== DATA SECTION
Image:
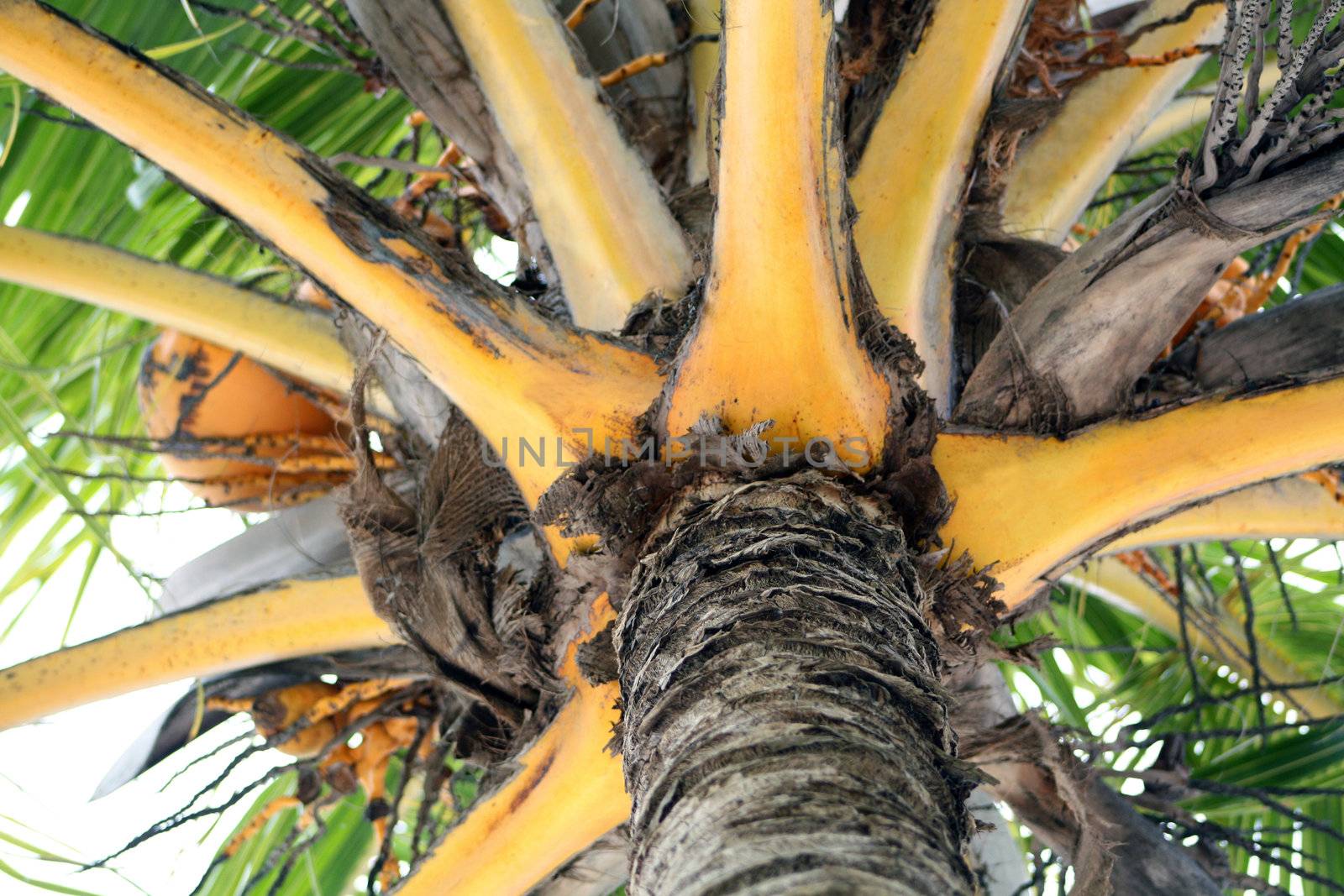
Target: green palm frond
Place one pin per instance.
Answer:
(1265, 795)
(71, 367)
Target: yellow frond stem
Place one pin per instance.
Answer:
(1222, 637)
(292, 338)
(913, 174)
(612, 235)
(1034, 506)
(1288, 508)
(569, 792)
(292, 620)
(1063, 165)
(776, 338)
(702, 70)
(512, 372)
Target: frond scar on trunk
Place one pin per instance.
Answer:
(776, 653)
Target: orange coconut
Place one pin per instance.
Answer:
(198, 396)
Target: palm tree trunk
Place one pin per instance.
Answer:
(784, 730)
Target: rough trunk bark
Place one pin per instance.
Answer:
(784, 730)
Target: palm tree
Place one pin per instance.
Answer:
(712, 526)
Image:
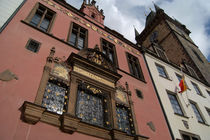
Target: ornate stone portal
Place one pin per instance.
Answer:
(67, 88)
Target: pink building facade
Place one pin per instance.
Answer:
(49, 44)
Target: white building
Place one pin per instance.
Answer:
(187, 113)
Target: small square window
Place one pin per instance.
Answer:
(208, 111)
(33, 46)
(197, 89)
(41, 17)
(161, 71)
(109, 50)
(78, 36)
(175, 104)
(139, 94)
(134, 66)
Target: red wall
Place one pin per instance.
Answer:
(28, 67)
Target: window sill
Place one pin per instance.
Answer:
(32, 113)
(181, 115)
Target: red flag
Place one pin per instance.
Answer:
(182, 85)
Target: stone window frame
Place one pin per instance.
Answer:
(178, 101)
(189, 135)
(33, 12)
(68, 122)
(72, 24)
(28, 43)
(112, 48)
(137, 63)
(197, 111)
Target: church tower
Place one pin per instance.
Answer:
(170, 40)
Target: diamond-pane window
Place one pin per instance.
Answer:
(54, 98)
(91, 106)
(123, 121)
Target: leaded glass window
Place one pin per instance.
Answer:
(123, 121)
(91, 106)
(54, 98)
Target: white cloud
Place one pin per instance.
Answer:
(121, 15)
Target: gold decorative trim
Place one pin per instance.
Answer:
(93, 76)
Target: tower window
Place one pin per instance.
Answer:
(134, 66)
(197, 113)
(198, 56)
(78, 36)
(33, 46)
(197, 89)
(109, 50)
(139, 94)
(41, 17)
(161, 71)
(175, 104)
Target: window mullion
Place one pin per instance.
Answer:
(43, 16)
(77, 39)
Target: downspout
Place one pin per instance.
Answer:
(164, 113)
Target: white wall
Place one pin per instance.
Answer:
(175, 121)
(7, 8)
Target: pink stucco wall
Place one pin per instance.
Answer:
(28, 67)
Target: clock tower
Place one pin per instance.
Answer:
(169, 39)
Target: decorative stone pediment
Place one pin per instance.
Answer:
(97, 57)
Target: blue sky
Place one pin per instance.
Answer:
(125, 14)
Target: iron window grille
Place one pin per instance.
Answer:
(91, 106)
(55, 97)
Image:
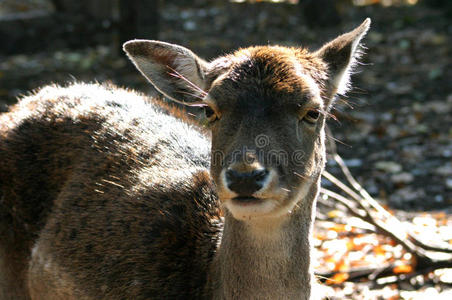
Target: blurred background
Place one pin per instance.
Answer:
(394, 129)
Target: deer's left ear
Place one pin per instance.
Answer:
(174, 70)
(340, 55)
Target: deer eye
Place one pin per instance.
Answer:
(311, 116)
(210, 114)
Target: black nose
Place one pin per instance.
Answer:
(245, 183)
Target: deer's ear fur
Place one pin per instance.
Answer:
(174, 70)
(341, 55)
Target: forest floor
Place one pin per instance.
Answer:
(394, 129)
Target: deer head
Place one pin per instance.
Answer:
(266, 107)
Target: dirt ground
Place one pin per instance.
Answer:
(394, 129)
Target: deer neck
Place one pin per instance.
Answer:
(268, 259)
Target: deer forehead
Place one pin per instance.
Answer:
(269, 77)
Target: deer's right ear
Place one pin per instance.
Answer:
(174, 70)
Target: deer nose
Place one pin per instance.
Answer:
(245, 183)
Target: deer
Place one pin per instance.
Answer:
(108, 194)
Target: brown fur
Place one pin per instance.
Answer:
(106, 194)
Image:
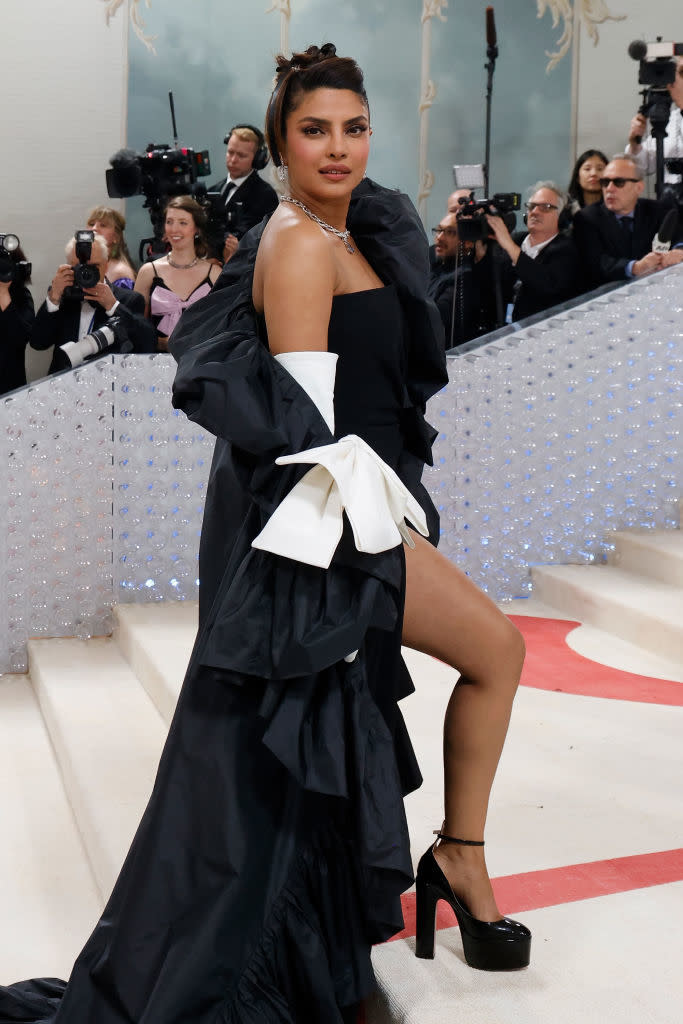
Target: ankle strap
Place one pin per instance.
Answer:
(460, 842)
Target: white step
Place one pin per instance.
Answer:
(48, 895)
(108, 737)
(646, 612)
(157, 641)
(656, 554)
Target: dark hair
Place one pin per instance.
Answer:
(316, 68)
(191, 207)
(574, 190)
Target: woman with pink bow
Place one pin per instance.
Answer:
(184, 274)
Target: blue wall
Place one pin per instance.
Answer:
(217, 56)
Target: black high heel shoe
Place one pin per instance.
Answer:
(495, 945)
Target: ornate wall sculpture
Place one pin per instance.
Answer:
(430, 9)
(135, 19)
(591, 12)
(285, 9)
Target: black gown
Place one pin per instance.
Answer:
(273, 850)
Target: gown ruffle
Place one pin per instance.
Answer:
(273, 850)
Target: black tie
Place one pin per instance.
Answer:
(626, 226)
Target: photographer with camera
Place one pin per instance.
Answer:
(642, 144)
(81, 303)
(624, 236)
(16, 312)
(244, 198)
(544, 269)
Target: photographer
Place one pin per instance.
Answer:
(246, 198)
(544, 269)
(16, 312)
(616, 238)
(642, 146)
(460, 284)
(81, 300)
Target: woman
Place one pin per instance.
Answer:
(585, 185)
(274, 849)
(16, 316)
(111, 224)
(173, 283)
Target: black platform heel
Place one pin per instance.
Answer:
(496, 945)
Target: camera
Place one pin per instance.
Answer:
(12, 269)
(74, 353)
(158, 173)
(472, 223)
(86, 274)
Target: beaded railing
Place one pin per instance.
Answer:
(549, 439)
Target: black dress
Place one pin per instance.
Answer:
(273, 850)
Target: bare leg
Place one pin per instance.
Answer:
(446, 615)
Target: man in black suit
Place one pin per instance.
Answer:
(615, 237)
(544, 269)
(248, 199)
(61, 320)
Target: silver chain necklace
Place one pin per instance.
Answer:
(181, 266)
(328, 227)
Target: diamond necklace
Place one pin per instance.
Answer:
(328, 227)
(181, 266)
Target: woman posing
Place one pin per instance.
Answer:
(111, 224)
(273, 851)
(173, 283)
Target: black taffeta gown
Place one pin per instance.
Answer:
(273, 850)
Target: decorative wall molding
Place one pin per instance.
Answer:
(284, 7)
(135, 19)
(430, 9)
(591, 12)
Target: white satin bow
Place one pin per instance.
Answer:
(346, 476)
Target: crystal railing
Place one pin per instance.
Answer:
(550, 437)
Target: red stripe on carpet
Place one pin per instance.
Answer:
(552, 665)
(532, 890)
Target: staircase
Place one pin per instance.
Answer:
(80, 739)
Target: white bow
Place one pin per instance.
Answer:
(346, 476)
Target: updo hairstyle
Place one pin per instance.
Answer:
(316, 68)
(190, 206)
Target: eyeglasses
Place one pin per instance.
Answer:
(617, 182)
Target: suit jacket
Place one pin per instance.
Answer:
(604, 248)
(60, 327)
(535, 285)
(258, 199)
(15, 326)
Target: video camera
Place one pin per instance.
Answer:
(12, 269)
(86, 274)
(472, 223)
(657, 70)
(160, 172)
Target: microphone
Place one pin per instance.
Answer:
(662, 241)
(492, 40)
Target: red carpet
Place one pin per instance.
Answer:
(551, 665)
(532, 890)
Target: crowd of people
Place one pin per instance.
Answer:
(139, 307)
(598, 229)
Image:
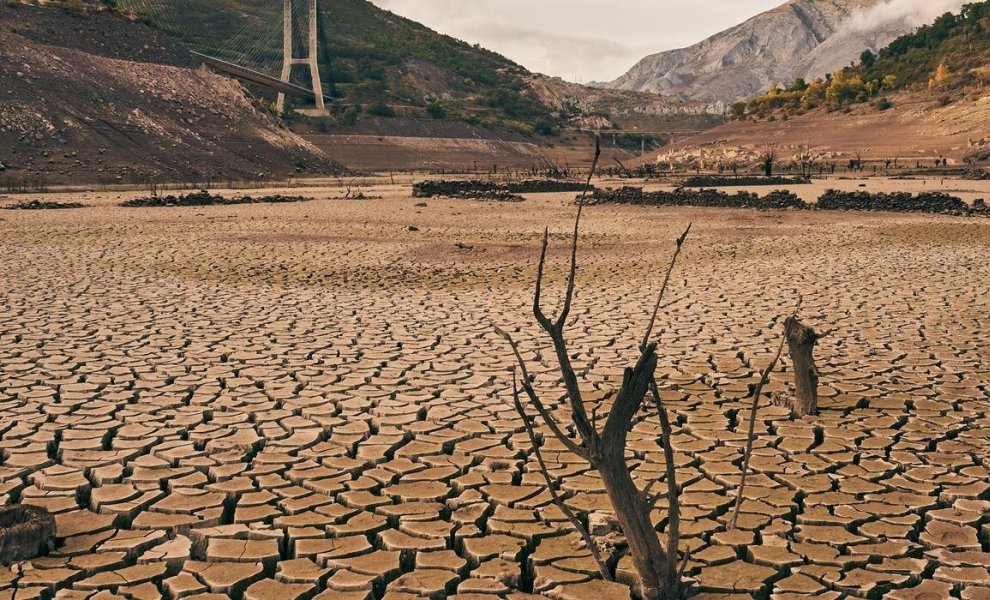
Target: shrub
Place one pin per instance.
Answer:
(380, 109)
(436, 110)
(349, 117)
====
- DIRECTIVE
Copy every record above exactly, leaving out the pictures.

- SOLUTION FOR THIS PROBLEM
Image:
Target: green palm frond
Place one pin per instance.
Answer:
(1265, 795)
(71, 367)
Target: yellow frond stem
Place one pin per instance.
Answer:
(1222, 637)
(292, 338)
(913, 174)
(612, 235)
(1034, 506)
(1288, 508)
(569, 792)
(292, 620)
(1063, 165)
(776, 338)
(702, 70)
(512, 372)
Target: frond scar on trunk
Place one pin per instance.
Answer:
(776, 653)
Target: orange coconut
Place one pin per instance.
Answer:
(198, 396)
Target: palm tree trunk
Place one pin per instance.
Answer:
(784, 730)
Target: rough trunk bark
Place one pin per instance.
Answer:
(784, 730)
Target: palm tree
Place one pin per instance.
Answer:
(712, 526)
Image:
Target: ornate stone portal
Place one pin per instance.
Answer:
(67, 88)
Target: pink building facade
Place one pin per instance.
Answer:
(49, 44)
Target: white building
Place one pin per instance.
Answer:
(187, 113)
Target: small square window
Place one pin per instance.
Answer:
(208, 111)
(33, 46)
(197, 89)
(41, 17)
(161, 71)
(109, 50)
(78, 36)
(175, 104)
(139, 94)
(134, 66)
Target: red wall
Place one pin per instance.
Answer:
(28, 67)
Target: window sill
Place one pin per instance.
Answer:
(32, 113)
(181, 115)
Target: red flag
Place one pin per instance.
Answer:
(182, 85)
Target: stone window frame
Place one pin per instance.
Answer:
(178, 101)
(189, 135)
(33, 12)
(68, 122)
(72, 24)
(28, 43)
(112, 48)
(137, 63)
(197, 111)
Target: church tower
Place one pin per instance.
Answer:
(170, 40)
Target: diamond-pane window
Place one pin per instance.
Answer:
(54, 98)
(91, 106)
(123, 121)
Target: leaded glass window
Place one pin per instance.
Answer:
(123, 121)
(91, 106)
(54, 98)
Target: white cloud
Place one pin per instance.
Answer:
(121, 15)
Target: gold decorative trim
Place one pin per instance.
Answer:
(93, 76)
Target: tower window
Place one pin per instance.
Answer:
(134, 66)
(197, 113)
(198, 56)
(78, 36)
(33, 46)
(197, 89)
(109, 50)
(139, 94)
(41, 17)
(161, 71)
(175, 104)
Target: window mullion
Place one pin per instance.
Answer:
(43, 16)
(77, 39)
Target: downspout
Place one pin per instance.
Answer:
(164, 113)
Target: white wall
Place one pin per instance.
Answer:
(175, 121)
(7, 8)
Target: pink stucco wall
Place one pin per instance.
Answer:
(28, 67)
Target: clock tower
Place one pin per instance.
Answer:
(169, 39)
Target: decorative stone pediment
Place one pin per instance.
Answer:
(97, 57)
Target: blue sky
Place one pin per instance.
Answer:
(125, 14)
Target: iron window grille
Place one pin per instance.
Answer:
(91, 106)
(55, 97)
Image:
Target: blurred background
Place one pin per instance.
Answer:
(394, 129)
Target: deer's left ear
Place one pin per instance.
Answer:
(174, 70)
(340, 55)
Target: deer eye
Place one pin per instance.
Answer:
(311, 116)
(210, 114)
Target: black nose
Place one pin per instance.
Answer:
(245, 183)
Target: deer's ear fur
Place one pin per instance.
Answer:
(174, 70)
(341, 55)
Target: forest floor
Place one pin per instance.
Answer:
(394, 129)
Target: deer head
Place one pin per instance.
Answer:
(266, 107)
Target: dirt ground
Place one pin per instance.
Answer:
(394, 129)
Target: deer neck
Place one pin per instance.
Answer:
(268, 259)
Target: deer forehead
Place one pin per instance.
Answer:
(269, 77)
Target: deer's right ear
Place one pin per instance.
Answer:
(174, 70)
Target: deer nose
Place one pin per instance.
Answer:
(245, 183)
Target: deer
Place one pin per instance.
Answer:
(108, 194)
Target: brown fur
Place one pin per instance.
Answer:
(106, 194)
Image:
Target: ankle strap
Place one pin per instance.
Answer:
(460, 842)
Target: white step
Place one pin per instance.
Answer:
(48, 895)
(108, 737)
(646, 612)
(157, 641)
(656, 554)
Target: dark hair
Place one pin per instance.
Answer:
(316, 68)
(191, 207)
(574, 190)
Target: woman with pink bow
Place one pin per instance.
Answer:
(184, 274)
Target: blue wall
Place one pin per instance.
Answer:
(217, 56)
Target: black high heel shoe
Place one pin per instance.
Answer:
(495, 945)
Target: ornate wall sculpture
Place one pin per instance.
Answer:
(430, 9)
(135, 19)
(591, 12)
(285, 9)
Target: black gown
Place one pin per instance.
Answer:
(273, 850)
Target: gown ruffle
Place one pin per instance.
Answer:
(273, 850)
Target: black tie
Place one pin per instance.
Answer:
(626, 226)
Target: photographer with camera
Place one pin per instance.
Answer:
(642, 144)
(81, 303)
(624, 236)
(16, 312)
(244, 198)
(544, 269)
Target: photographer
Place one pin per instance.
Answer:
(246, 198)
(544, 269)
(16, 312)
(616, 238)
(642, 146)
(460, 284)
(81, 300)
Target: woman
Place one pin per instance.
Answer:
(585, 185)
(274, 849)
(16, 316)
(111, 224)
(173, 283)
Target: black platform heel
Place one pin per instance.
Answer:
(496, 945)
Target: camera
Place one pin per instance.
Answer:
(12, 269)
(74, 353)
(158, 173)
(472, 223)
(86, 274)
Target: beaded railing
Place one pin per instance.
Answer:
(549, 439)
Target: black dress
Place one pin per instance.
Answer:
(273, 850)
Target: bare leg
Place one pin per instance.
Answer:
(446, 615)
Target: man in black suit
Place one pin per instance.
Answer:
(615, 237)
(544, 269)
(248, 199)
(61, 320)
Target: silver chain necklace
Place one pin per instance.
Answer:
(181, 266)
(328, 227)
Target: diamond necklace
Place one pin per instance.
Answer:
(328, 227)
(181, 266)
Target: woman posing
Place one pin per instance.
Answer:
(111, 224)
(273, 851)
(173, 283)
Target: black taffeta gown
Place one pin per instance.
Answer:
(273, 850)
Target: decorative wall molding
Place one pin per instance.
Answer:
(284, 7)
(135, 19)
(430, 9)
(591, 12)
Target: white satin bow
Place one pin per instance.
Answer:
(346, 476)
Target: crystal railing
Place one pin per instance.
Answer:
(550, 437)
Target: red stripe on carpet
Place one pin per instance.
Answer:
(552, 665)
(532, 890)
Target: staircase
Place one pin per instance.
Answer:
(80, 739)
Target: white bow
Place one pin per instance.
Answer:
(346, 476)
Target: updo hairstyle
Place one pin per instance.
Answer:
(316, 68)
(190, 206)
Target: eyeglasses
Place one pin per instance.
Answer:
(617, 182)
Target: suit jacket
Place one pin per instance.
Answer:
(604, 248)
(60, 327)
(535, 285)
(258, 199)
(15, 326)
Target: video camera
Place one pin per instance.
Answer:
(12, 269)
(86, 274)
(472, 223)
(657, 70)
(160, 172)
Target: microphone
Place one pin per instance.
Answer:
(662, 241)
(492, 40)
Target: red carpet
Place one pin per instance.
Answer:
(551, 665)
(532, 890)
Target: crowd of people
Place one pin per instance.
Answer:
(139, 307)
(598, 229)
Image:
Target: shrub
Place one pin per instance.
Answer:
(380, 109)
(436, 110)
(349, 117)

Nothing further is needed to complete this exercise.